Tarefa a realizar:
Transcreva do texto sobre marketing com propósito, apresentado abaixo, tudo desde "O problema é" até "todo o ano?".

#FLAGvox | Marketing com propósito ou “storytelling” enlatado?

Fala-se de sustentabilidade em empresas que ignoram a sua pegada real. Grita-se diversidade a partir de equipas onde ninguém é diferente. Promete-se bem-estar em culturas que esgotam quem lá trabalha.
O marketing com propósito habituou-se ao conforto do ‘storytelling’. Um manifesto bonito, uma causa nobre, uma realização em vídeo comovente… e lá se construía uma aparência de compromisso.
Mas há algo que já não passa despercebido: o sabor artificial. O propósito, quando é só embalagem, transforma-se em ‘storytelling’ enlatado, e isso já não alimenta ninguém.
Hoje, já não chega contar bem; é preciso fazer bem. O propósito passou a ser critério de decisão. Estratégico. Interno. Exigente. Os consumidores querem saber se aquilo que se diz se confirma naquilo que se faz. E o que era uma tendência virou filtro, um filtro que separa as marcas que ensaiam discursos das que vivem princípios.
O problema é que o marketing, na pressa de amplificar a história, esqueceu-se de confirmar se havia história para contar. Fala-se de sustentabilidade em empresas que ignoram a sua pegada real. Grita-se diversidade a partir de equipas onde ninguém é diferente. Promete-se bem-estar em culturas que esgotam quem lá trabalha. E o público já não compra essa encenação.
Vejamos o que acontece (ou não acontece) todos os anos em junho. O arco-íris pinta embalagens, logótipos e redes sociais, mas será que pinta também as políticas internas? Quantas marcas que celebram o Pride Month têm equipas diversas, processos de recrutamento inclusivos, benefícios equitativos? Quantas falam da comunidade LGBTQIA+ fora da agenda? Quantas apoiam causas e organizações ao longo de todo o ano?

Conjunto de dados:
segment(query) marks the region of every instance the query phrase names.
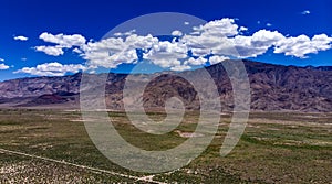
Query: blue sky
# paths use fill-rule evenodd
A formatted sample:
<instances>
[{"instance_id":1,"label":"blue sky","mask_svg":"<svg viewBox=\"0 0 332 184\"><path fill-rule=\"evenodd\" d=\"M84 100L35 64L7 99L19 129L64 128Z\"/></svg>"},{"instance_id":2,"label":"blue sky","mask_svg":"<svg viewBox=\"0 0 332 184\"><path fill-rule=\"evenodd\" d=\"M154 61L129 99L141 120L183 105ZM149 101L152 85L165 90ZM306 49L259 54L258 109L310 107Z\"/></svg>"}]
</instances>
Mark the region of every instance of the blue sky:
<instances>
[{"instance_id":1,"label":"blue sky","mask_svg":"<svg viewBox=\"0 0 332 184\"><path fill-rule=\"evenodd\" d=\"M84 53L86 50L83 51L85 57L82 56L82 53L79 54L73 52L75 47L81 48L81 42L72 43L68 45L68 47L63 47L63 44L59 44L59 42L62 42L61 36L56 43L50 43L48 41L52 41L52 36L59 34L69 36L76 34L76 39L85 39L84 44L87 44L90 40L93 40L91 42L95 43L98 42L105 33L123 22L138 15L156 12L186 13L203 19L207 21L207 23L214 20L224 19L224 22L226 22L227 25L237 25L238 30L241 26L248 29L238 32L236 35L253 36L255 33L266 30L269 32L260 32L261 35L276 36L279 37L279 40L284 40L283 43L271 44L272 46L261 54L256 53L257 56L248 56L250 59L299 66L332 65L332 50L329 47L329 45L332 44L331 42L329 43L330 37L332 36L332 1L329 0L94 0L89 2L79 0L50 0L44 2L38 0L12 0L0 2L0 22L2 24L0 29L0 68L2 68L0 69L0 80L25 76L54 75L54 71L58 68L61 69L61 72L55 72L55 75L71 74L91 67L86 66L86 58L91 58L89 57L91 55ZM226 18L229 18L230 20L226 20ZM231 20L235 22L231 22ZM204 34L204 31L200 31L201 34ZM48 33L44 39L40 39L42 33ZM284 37L298 37L302 34L311 40L315 35L321 35L318 36L320 37L318 40L324 41L318 42L318 44L322 46L319 48L308 47L305 51L302 51L302 54L304 52L304 55L301 55L301 51L291 51L290 54L286 54L290 50L289 46L291 45L291 40ZM322 36L322 34L326 35L326 37ZM82 37L79 37L79 35ZM24 41L24 37L28 40ZM301 42L302 39L295 40L294 42ZM308 41L308 44L311 44L311 42L309 42L310 41ZM56 46L56 44L58 48L59 46L62 46L61 51L63 51L63 54L54 56L54 54L50 55L45 52L37 51L37 46ZM263 44L267 43L264 42ZM276 50L273 48L276 44L280 47L279 53L278 51L276 53ZM305 46L305 44L298 46L299 48L303 48L303 45ZM168 44L168 47L170 46L174 45ZM59 52L60 50L56 51ZM216 54L218 55L219 53ZM156 59L156 56L163 56L163 54L151 54L147 57L153 61ZM222 58L226 57L221 54L219 56ZM193 58L190 61L191 64L195 65L195 62L201 62L198 61L200 57L203 59L206 56L197 55L195 59ZM169 58L170 57L168 56L165 59ZM156 61L154 64L158 62ZM95 61L93 67L103 66L98 65L97 61ZM201 64L205 65L205 62L201 62ZM37 69L38 65L40 65L38 68L42 72ZM128 72L132 68L132 65L133 64L118 64L116 67L110 66L106 68L111 68L113 72ZM164 68L164 63L157 67L160 67L162 65L162 68ZM168 68L175 68L175 65L176 64L170 64ZM197 65L190 68L195 68L196 66ZM24 67L25 69L22 69ZM177 69L174 71L186 67L189 68L189 66L180 64L180 66L176 66ZM50 72L48 72L49 68L51 68ZM98 69L95 68L92 71L98 72Z\"/></svg>"}]
</instances>

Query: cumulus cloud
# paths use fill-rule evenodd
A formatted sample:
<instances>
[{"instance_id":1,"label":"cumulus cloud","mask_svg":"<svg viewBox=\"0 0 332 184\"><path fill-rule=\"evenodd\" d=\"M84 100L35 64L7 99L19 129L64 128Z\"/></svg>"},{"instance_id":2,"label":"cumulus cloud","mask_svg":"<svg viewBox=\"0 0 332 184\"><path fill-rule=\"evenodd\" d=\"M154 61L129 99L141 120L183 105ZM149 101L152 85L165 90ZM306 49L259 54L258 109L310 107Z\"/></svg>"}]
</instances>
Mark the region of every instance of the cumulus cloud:
<instances>
[{"instance_id":1,"label":"cumulus cloud","mask_svg":"<svg viewBox=\"0 0 332 184\"><path fill-rule=\"evenodd\" d=\"M269 50L276 54L305 58L308 54L330 50L332 43L332 37L326 34L310 39L307 35L284 36L266 29L249 34L247 30L236 24L235 19L224 18L194 26L186 34L175 30L172 35L177 39L172 41L160 41L151 34L137 35L135 30L87 42L80 34L53 35L45 32L40 39L55 45L37 46L35 50L53 56L71 50L87 61L89 68L116 68L123 63L135 64L146 59L163 68L185 71L207 62L216 64L234 57L257 57Z\"/></svg>"},{"instance_id":2,"label":"cumulus cloud","mask_svg":"<svg viewBox=\"0 0 332 184\"><path fill-rule=\"evenodd\" d=\"M226 59L229 59L229 57L222 56L222 55L214 55L211 57L209 57L209 63L211 65L224 62Z\"/></svg>"},{"instance_id":3,"label":"cumulus cloud","mask_svg":"<svg viewBox=\"0 0 332 184\"><path fill-rule=\"evenodd\" d=\"M63 55L63 48L72 48L74 46L83 46L86 43L86 39L80 34L65 35L44 32L40 34L39 39L43 40L46 43L55 44L54 46L35 46L35 51L43 52L48 55L59 56Z\"/></svg>"},{"instance_id":4,"label":"cumulus cloud","mask_svg":"<svg viewBox=\"0 0 332 184\"><path fill-rule=\"evenodd\" d=\"M19 35L19 36L14 36L13 37L15 41L28 41L29 40L29 37L25 37L25 36L23 36L23 35Z\"/></svg>"},{"instance_id":5,"label":"cumulus cloud","mask_svg":"<svg viewBox=\"0 0 332 184\"><path fill-rule=\"evenodd\" d=\"M158 39L152 35L132 34L126 39L110 37L100 42L89 42L81 47L84 59L94 67L115 68L122 63L134 63L138 59L136 50L147 50L157 45Z\"/></svg>"},{"instance_id":6,"label":"cumulus cloud","mask_svg":"<svg viewBox=\"0 0 332 184\"><path fill-rule=\"evenodd\" d=\"M240 26L240 28L239 28L239 31L240 31L240 32L248 31L248 28L246 28L246 26Z\"/></svg>"},{"instance_id":7,"label":"cumulus cloud","mask_svg":"<svg viewBox=\"0 0 332 184\"><path fill-rule=\"evenodd\" d=\"M124 33L114 33L115 36L128 36L128 35L133 35L136 32L136 30L132 30L128 32L124 32Z\"/></svg>"},{"instance_id":8,"label":"cumulus cloud","mask_svg":"<svg viewBox=\"0 0 332 184\"><path fill-rule=\"evenodd\" d=\"M183 35L183 32L178 31L178 30L175 30L172 32L172 35L173 36L181 36Z\"/></svg>"},{"instance_id":9,"label":"cumulus cloud","mask_svg":"<svg viewBox=\"0 0 332 184\"><path fill-rule=\"evenodd\" d=\"M0 63L0 71L4 71L4 69L8 69L8 68L9 68L9 66L7 66L3 63Z\"/></svg>"},{"instance_id":10,"label":"cumulus cloud","mask_svg":"<svg viewBox=\"0 0 332 184\"><path fill-rule=\"evenodd\" d=\"M319 51L326 51L332 47L332 37L326 34L314 35L310 39L307 35L287 37L276 43L274 53L305 58L307 54L317 54Z\"/></svg>"},{"instance_id":11,"label":"cumulus cloud","mask_svg":"<svg viewBox=\"0 0 332 184\"><path fill-rule=\"evenodd\" d=\"M51 33L44 32L39 36L39 39L43 40L44 42L58 44L59 47L66 47L66 48L70 48L72 46L81 46L81 45L85 44L85 42L86 42L85 37L80 34L53 35Z\"/></svg>"},{"instance_id":12,"label":"cumulus cloud","mask_svg":"<svg viewBox=\"0 0 332 184\"><path fill-rule=\"evenodd\" d=\"M77 73L84 69L86 69L86 67L81 64L63 65L61 63L53 62L37 65L35 67L23 67L14 73L25 73L37 76L64 76L68 73Z\"/></svg>"},{"instance_id":13,"label":"cumulus cloud","mask_svg":"<svg viewBox=\"0 0 332 184\"><path fill-rule=\"evenodd\" d=\"M210 36L234 36L238 34L238 25L235 19L224 18L220 20L210 21L204 25L194 26L194 31L201 35Z\"/></svg>"},{"instance_id":14,"label":"cumulus cloud","mask_svg":"<svg viewBox=\"0 0 332 184\"><path fill-rule=\"evenodd\" d=\"M181 71L188 71L190 68L191 67L188 65L177 65L177 66L170 67L170 71L181 72Z\"/></svg>"},{"instance_id":15,"label":"cumulus cloud","mask_svg":"<svg viewBox=\"0 0 332 184\"><path fill-rule=\"evenodd\" d=\"M190 57L189 59L185 61L185 65L204 65L205 63L207 62L206 58L204 57L197 57L197 58L194 58L194 57Z\"/></svg>"},{"instance_id":16,"label":"cumulus cloud","mask_svg":"<svg viewBox=\"0 0 332 184\"><path fill-rule=\"evenodd\" d=\"M304 11L301 12L301 14L304 14L304 15L305 15L305 14L310 14L310 13L311 13L311 12L310 12L309 10L304 10Z\"/></svg>"},{"instance_id":17,"label":"cumulus cloud","mask_svg":"<svg viewBox=\"0 0 332 184\"><path fill-rule=\"evenodd\" d=\"M63 48L61 46L35 46L35 51L43 52L48 55L59 56L63 55Z\"/></svg>"}]
</instances>

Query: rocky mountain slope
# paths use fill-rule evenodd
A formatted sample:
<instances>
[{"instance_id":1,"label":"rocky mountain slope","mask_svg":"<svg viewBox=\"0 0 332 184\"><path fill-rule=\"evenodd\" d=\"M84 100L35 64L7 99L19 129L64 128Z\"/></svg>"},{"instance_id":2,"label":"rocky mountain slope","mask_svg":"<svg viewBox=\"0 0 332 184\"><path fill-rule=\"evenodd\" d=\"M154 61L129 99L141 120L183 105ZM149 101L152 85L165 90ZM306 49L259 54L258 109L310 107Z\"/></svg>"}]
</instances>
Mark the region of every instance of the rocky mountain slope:
<instances>
[{"instance_id":1,"label":"rocky mountain slope","mask_svg":"<svg viewBox=\"0 0 332 184\"><path fill-rule=\"evenodd\" d=\"M228 61L232 62L232 61ZM251 87L251 109L263 111L332 111L332 67L297 67L243 61ZM216 82L224 110L231 110L232 88L222 64L207 67ZM201 69L189 75L200 77ZM98 74L106 75L106 74ZM142 98L147 109L163 108L165 100L180 97L187 109L199 109L197 91L185 79L168 74L153 74ZM96 75L94 77L97 77ZM147 75L135 76L137 85ZM0 108L79 108L82 74L63 77L19 78L0 83ZM106 104L123 110L125 74L108 74ZM204 86L204 84L200 84Z\"/></svg>"}]
</instances>

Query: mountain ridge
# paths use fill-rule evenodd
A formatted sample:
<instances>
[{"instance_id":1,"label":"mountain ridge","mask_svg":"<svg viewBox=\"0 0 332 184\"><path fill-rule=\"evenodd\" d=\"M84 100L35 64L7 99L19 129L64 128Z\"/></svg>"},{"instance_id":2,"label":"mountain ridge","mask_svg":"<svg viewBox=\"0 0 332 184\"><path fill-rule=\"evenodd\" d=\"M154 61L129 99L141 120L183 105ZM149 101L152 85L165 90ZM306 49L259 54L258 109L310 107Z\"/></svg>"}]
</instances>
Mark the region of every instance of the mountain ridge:
<instances>
[{"instance_id":1,"label":"mountain ridge","mask_svg":"<svg viewBox=\"0 0 332 184\"><path fill-rule=\"evenodd\" d=\"M243 64L250 80L252 110L332 111L332 66L283 66L247 59ZM215 79L224 109L231 110L232 88L222 64L211 65L206 69ZM189 73L193 77L199 77L199 69ZM157 78L158 83L149 83L151 89L146 89L143 95L144 106L147 109L163 108L167 98L179 96L188 109L199 108L199 99L193 87L180 78L172 77L172 74L174 73L137 74L138 83L147 75L163 75L164 78ZM122 89L127 74L95 75L108 75L107 108L123 110ZM77 73L62 77L25 77L0 82L0 108L79 108L81 77L82 73ZM155 91L159 91L162 98Z\"/></svg>"}]
</instances>

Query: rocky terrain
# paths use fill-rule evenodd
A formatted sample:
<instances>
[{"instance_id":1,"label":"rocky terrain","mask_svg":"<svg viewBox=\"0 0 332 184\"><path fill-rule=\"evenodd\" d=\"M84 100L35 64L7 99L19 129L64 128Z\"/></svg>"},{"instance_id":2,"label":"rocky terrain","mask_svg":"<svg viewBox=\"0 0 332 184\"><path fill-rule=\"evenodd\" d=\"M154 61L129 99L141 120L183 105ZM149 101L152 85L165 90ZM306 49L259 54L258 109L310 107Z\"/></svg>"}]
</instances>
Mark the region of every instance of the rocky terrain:
<instances>
[{"instance_id":1,"label":"rocky terrain","mask_svg":"<svg viewBox=\"0 0 332 184\"><path fill-rule=\"evenodd\" d=\"M227 61L231 62L231 61ZM297 67L243 61L251 86L251 110L312 111L332 110L332 67ZM216 64L206 68L219 90L224 110L231 110L232 87L222 67ZM201 69L186 72L194 79ZM91 75L93 77L106 74ZM108 74L106 104L112 110L123 110L122 91L125 74ZM187 109L199 109L195 88L172 73L136 75L137 85L151 80L142 96L144 107L158 109L173 96L180 97ZM79 108L82 74L63 77L31 77L0 83L0 108ZM201 87L205 84L199 84ZM101 85L102 86L102 85Z\"/></svg>"}]
</instances>

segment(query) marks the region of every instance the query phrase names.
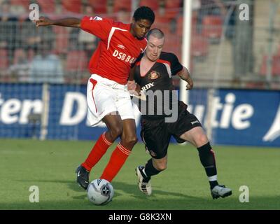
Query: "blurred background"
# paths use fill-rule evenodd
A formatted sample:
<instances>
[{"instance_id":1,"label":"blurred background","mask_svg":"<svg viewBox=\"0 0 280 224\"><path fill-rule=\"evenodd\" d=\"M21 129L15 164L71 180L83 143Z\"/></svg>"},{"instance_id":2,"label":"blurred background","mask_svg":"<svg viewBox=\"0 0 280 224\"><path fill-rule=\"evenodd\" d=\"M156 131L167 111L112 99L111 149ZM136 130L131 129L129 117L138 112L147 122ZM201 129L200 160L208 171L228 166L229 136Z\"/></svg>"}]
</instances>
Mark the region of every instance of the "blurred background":
<instances>
[{"instance_id":1,"label":"blurred background","mask_svg":"<svg viewBox=\"0 0 280 224\"><path fill-rule=\"evenodd\" d=\"M87 130L88 62L99 39L78 29L36 28L29 18L33 3L39 6L41 16L52 19L99 15L125 23L131 22L134 9L148 6L155 13L153 27L167 36L164 50L182 59L186 1L0 0L0 136L90 139L99 136L98 131L87 135L83 130ZM239 18L242 4L248 6L248 20ZM252 134L251 141L240 144L262 144L267 136L263 144L270 145L280 134L279 12L280 0L192 1L188 69L195 90L190 93L189 108L204 121L217 144L235 143L254 131L258 132ZM180 89L178 77L174 84ZM243 104L251 105L253 112L241 108L234 113L234 108ZM264 111L270 113L256 113ZM266 121L260 122L263 117ZM251 118L260 126L253 126L252 120L246 125L245 120ZM224 139L223 134L228 141L217 140ZM280 146L277 141L272 145Z\"/></svg>"}]
</instances>

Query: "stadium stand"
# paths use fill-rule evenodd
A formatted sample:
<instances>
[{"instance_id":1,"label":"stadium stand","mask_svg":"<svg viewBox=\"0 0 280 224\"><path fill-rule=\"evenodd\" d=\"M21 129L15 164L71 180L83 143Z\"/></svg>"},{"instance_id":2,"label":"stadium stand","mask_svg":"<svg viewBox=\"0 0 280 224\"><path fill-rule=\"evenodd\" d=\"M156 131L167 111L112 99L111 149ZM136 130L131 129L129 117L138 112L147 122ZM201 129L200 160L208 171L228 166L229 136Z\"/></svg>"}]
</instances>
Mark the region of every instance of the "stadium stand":
<instances>
[{"instance_id":1,"label":"stadium stand","mask_svg":"<svg viewBox=\"0 0 280 224\"><path fill-rule=\"evenodd\" d=\"M139 6L146 6L157 11L160 7L159 1L140 0Z\"/></svg>"}]
</instances>

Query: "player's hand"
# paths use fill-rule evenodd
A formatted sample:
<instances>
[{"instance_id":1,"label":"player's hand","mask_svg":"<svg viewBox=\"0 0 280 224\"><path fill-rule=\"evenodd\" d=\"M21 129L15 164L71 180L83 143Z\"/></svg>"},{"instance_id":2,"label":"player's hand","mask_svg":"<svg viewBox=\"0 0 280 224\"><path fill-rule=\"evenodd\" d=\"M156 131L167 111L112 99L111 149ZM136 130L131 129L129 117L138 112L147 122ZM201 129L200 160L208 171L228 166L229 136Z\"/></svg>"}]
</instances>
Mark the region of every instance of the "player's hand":
<instances>
[{"instance_id":1,"label":"player's hand","mask_svg":"<svg viewBox=\"0 0 280 224\"><path fill-rule=\"evenodd\" d=\"M35 21L36 26L38 27L46 27L52 24L52 20L50 20L47 17L40 17L38 20Z\"/></svg>"}]
</instances>

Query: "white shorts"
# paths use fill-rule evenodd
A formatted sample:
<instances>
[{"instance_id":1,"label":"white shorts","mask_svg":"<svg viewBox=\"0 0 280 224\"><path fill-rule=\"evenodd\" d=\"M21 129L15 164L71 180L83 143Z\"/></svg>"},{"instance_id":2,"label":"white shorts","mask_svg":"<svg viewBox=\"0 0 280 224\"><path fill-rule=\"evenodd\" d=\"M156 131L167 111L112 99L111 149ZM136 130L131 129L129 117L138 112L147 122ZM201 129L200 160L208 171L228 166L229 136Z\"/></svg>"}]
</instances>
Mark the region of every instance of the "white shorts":
<instances>
[{"instance_id":1,"label":"white shorts","mask_svg":"<svg viewBox=\"0 0 280 224\"><path fill-rule=\"evenodd\" d=\"M88 82L88 124L97 126L103 118L118 111L122 120L135 119L127 86L119 84L97 74L92 74Z\"/></svg>"}]
</instances>

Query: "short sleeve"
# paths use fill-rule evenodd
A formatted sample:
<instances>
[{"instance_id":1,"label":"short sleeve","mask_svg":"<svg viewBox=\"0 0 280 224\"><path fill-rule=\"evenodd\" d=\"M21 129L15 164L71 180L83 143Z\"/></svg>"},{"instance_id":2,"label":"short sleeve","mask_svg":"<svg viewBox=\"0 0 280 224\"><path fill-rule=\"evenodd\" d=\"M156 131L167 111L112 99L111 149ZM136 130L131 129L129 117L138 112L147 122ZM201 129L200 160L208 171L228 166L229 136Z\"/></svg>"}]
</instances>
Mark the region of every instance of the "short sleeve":
<instances>
[{"instance_id":1,"label":"short sleeve","mask_svg":"<svg viewBox=\"0 0 280 224\"><path fill-rule=\"evenodd\" d=\"M85 16L81 20L80 28L102 40L106 40L108 36L112 25L112 20L102 18L99 16Z\"/></svg>"}]
</instances>

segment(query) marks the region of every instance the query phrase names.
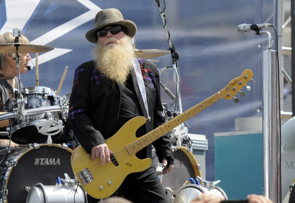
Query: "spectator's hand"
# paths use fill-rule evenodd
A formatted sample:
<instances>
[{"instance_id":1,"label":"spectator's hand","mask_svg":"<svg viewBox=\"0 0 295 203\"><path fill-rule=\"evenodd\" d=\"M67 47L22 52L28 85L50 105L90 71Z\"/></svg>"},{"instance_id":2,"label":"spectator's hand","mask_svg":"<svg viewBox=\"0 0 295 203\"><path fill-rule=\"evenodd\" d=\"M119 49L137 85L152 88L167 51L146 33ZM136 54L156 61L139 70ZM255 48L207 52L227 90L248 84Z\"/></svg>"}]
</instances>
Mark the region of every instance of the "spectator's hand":
<instances>
[{"instance_id":1,"label":"spectator's hand","mask_svg":"<svg viewBox=\"0 0 295 203\"><path fill-rule=\"evenodd\" d=\"M220 203L224 200L223 196L217 196L212 194L202 193L193 200L190 203Z\"/></svg>"},{"instance_id":2,"label":"spectator's hand","mask_svg":"<svg viewBox=\"0 0 295 203\"><path fill-rule=\"evenodd\" d=\"M91 149L91 157L92 160L94 161L95 160L95 157L100 157L102 165L105 164L106 161L107 163L110 162L110 155L114 153L114 152L110 150L106 143L97 145Z\"/></svg>"},{"instance_id":3,"label":"spectator's hand","mask_svg":"<svg viewBox=\"0 0 295 203\"><path fill-rule=\"evenodd\" d=\"M247 196L249 203L273 203L266 197L261 195L251 194Z\"/></svg>"}]
</instances>

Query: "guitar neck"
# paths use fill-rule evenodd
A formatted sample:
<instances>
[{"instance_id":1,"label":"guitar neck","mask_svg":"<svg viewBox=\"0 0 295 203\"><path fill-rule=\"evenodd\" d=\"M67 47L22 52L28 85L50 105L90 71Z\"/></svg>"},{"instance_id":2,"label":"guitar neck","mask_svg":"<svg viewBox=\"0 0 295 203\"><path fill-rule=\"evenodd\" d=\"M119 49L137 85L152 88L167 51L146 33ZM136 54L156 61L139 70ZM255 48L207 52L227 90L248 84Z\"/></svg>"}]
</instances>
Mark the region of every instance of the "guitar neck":
<instances>
[{"instance_id":1,"label":"guitar neck","mask_svg":"<svg viewBox=\"0 0 295 203\"><path fill-rule=\"evenodd\" d=\"M138 138L126 146L128 153L130 155L135 153L175 127L219 100L221 98L221 93L219 92L152 131Z\"/></svg>"}]
</instances>

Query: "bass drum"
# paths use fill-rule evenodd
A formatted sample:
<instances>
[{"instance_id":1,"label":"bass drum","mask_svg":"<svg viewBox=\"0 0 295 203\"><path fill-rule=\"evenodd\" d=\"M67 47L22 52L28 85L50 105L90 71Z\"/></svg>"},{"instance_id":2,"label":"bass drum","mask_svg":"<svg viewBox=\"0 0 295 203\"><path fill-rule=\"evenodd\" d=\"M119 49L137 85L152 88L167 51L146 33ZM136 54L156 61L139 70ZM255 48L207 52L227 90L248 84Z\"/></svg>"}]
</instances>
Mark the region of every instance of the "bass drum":
<instances>
[{"instance_id":1,"label":"bass drum","mask_svg":"<svg viewBox=\"0 0 295 203\"><path fill-rule=\"evenodd\" d=\"M174 191L183 185L190 177L202 177L198 168L198 162L193 154L187 148L178 147L173 149L174 167L170 172L162 175L161 183L164 189L169 187Z\"/></svg>"},{"instance_id":2,"label":"bass drum","mask_svg":"<svg viewBox=\"0 0 295 203\"><path fill-rule=\"evenodd\" d=\"M24 121L13 119L11 140L18 144L27 144L46 143L48 135L51 136L52 140L57 138L64 127L63 124L67 116L68 104L65 97L58 95L55 90L46 87L26 87L22 90L25 110L53 105L59 106L66 110L61 113L41 112L30 115ZM19 94L17 90L13 93L6 103L10 112L13 108L17 107L16 99Z\"/></svg>"},{"instance_id":3,"label":"bass drum","mask_svg":"<svg viewBox=\"0 0 295 203\"><path fill-rule=\"evenodd\" d=\"M26 203L26 187L38 183L55 185L57 177L64 178L65 173L74 178L70 161L73 150L56 144L35 146L11 148L7 154L4 149L0 150L0 190L3 193L0 202Z\"/></svg>"}]
</instances>

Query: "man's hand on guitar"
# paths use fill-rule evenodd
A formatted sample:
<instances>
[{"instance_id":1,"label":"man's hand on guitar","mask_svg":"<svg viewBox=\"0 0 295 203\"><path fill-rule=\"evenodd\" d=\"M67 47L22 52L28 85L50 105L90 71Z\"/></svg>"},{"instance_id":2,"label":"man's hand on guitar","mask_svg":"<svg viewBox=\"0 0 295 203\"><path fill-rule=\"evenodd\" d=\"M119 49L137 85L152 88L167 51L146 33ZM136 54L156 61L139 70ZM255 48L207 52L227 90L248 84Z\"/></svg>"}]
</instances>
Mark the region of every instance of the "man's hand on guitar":
<instances>
[{"instance_id":1,"label":"man's hand on guitar","mask_svg":"<svg viewBox=\"0 0 295 203\"><path fill-rule=\"evenodd\" d=\"M95 157L100 157L102 160L102 165L104 165L106 163L110 162L110 154L113 154L114 153L109 149L108 145L106 143L97 145L91 149L91 157L94 161L95 160Z\"/></svg>"},{"instance_id":2,"label":"man's hand on guitar","mask_svg":"<svg viewBox=\"0 0 295 203\"><path fill-rule=\"evenodd\" d=\"M165 167L162 170L164 174L168 173L172 170L174 167L174 158L173 157L168 157L163 158L162 160L163 166Z\"/></svg>"}]
</instances>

Resposta à tarefa:
O problema é que o marketing, na pressa de amplificar a história, esqueceu-se de confirmar se havia história para contar. Fala-se de sustentabilidade em empresas que ignoram a sua pegada real. Grita-se diversidade a partir de equipas onde ninguém é diferente. Promete-se bem-estar em culturas que esgotam quem lá trabalha. E o público já não compra essa encenação.
Vejamos o que acontece (ou não acontece) todos os anos em junho. O arco-íris pinta embalagens, logótipos e redes sociais, mas será que pinta também as políticas internas? Quantas marcas que celebram o Pride Month têm equipas diversas, processos de recrutamento inclusivos, benefícios equitativos? Quantas falam da comunidade LGBTQIA+ fora da agenda? Quantas apoiam causas e organizações ao longo de todo o ano?